### SET EXERCISE 1
Find every line in the entries below that contains the word "window", and copy each of those lines.

### DOCUMENT PASSAGE

John Wallace Kilmer (born June 6, 1995) is an American actor. He is known for starring in the 2013 film Palo Alto, for playing Pelle "Dead" Ohlin in the 2018 Norwegian black metal biopic Lords of Chaos, and for playing Ozzy Osbourne in Ozzy's "Under the Graveyard" video. He is also the narrator of Val, a documentary about his father Val Kilmer.

Early life
Kilmer, born to actors Joanne Whalley and Val Kilmer, grew up in Los Angeles and attended primary school at The Center for Early Education, where he met would-be filmmaker Gia Coppola (he was in the first grade; she was in the sixth).

Career
Coppola asked him to review her script for Palo Alto, a film adaptation of James Franco's book of the same name which she also planned to direct. She asked him to advise whether the dialog was an authentic reflection of "kids today". After he ran through a table read with her, she encouraged him to audition for one of the film's main roles, Teddy. Coppola filmed him as he read through the lines and this became his audition tape; he eventually won the role. After he was cast as Teddy, his father, actor Val Kilmer, joined the cast as the father of another character. Before filming Palo Alto when he was 16 years old, Kilmer had never acted before, and did not aspire to be an actor.

The film was released in May 2014 to mostly positive reviews, and Kilmer's performance was described as "formidable", "naturalistic and sincere".

### SUPPLIED INFORMATION
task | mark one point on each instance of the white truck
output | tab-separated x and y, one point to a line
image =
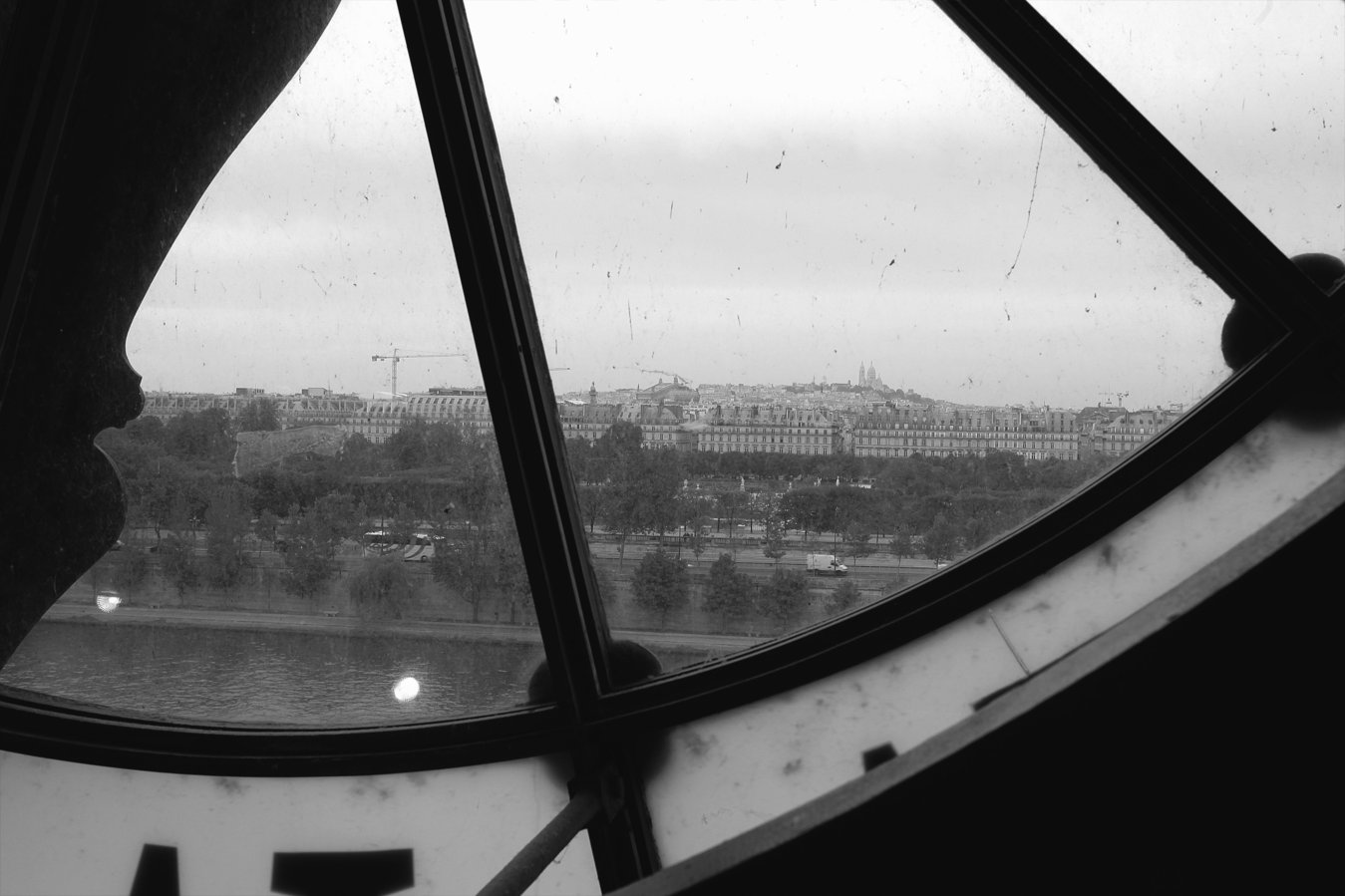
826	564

...

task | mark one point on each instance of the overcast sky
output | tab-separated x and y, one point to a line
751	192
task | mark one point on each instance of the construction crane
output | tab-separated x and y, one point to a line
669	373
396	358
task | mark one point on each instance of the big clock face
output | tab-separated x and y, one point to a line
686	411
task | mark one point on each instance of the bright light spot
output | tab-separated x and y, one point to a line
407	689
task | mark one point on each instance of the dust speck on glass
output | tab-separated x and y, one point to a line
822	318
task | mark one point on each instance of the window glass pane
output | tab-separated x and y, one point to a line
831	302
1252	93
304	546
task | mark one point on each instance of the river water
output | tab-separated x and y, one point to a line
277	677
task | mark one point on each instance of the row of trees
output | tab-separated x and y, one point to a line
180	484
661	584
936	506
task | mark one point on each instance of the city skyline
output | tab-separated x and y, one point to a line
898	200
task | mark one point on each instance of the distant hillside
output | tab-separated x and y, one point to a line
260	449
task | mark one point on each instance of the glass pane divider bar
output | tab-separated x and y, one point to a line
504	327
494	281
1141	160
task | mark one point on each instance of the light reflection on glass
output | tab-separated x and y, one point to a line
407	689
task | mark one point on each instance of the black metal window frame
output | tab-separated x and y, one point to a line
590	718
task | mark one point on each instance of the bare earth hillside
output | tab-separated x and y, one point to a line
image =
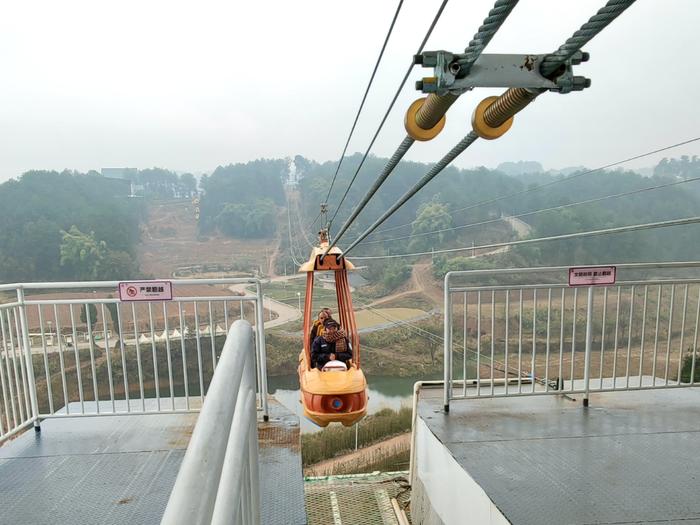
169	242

### SET EXERCISE 2
According to the passage about John Wallace Kilmer above, which main role did he win in Palo Alto?

### COMPLETE RESPONSE 1
task | mark one point on each instance of the window glass pane
task | mark one point on each instance of the black metal window frame

### COMPLETE RESPONSE 2
Teddy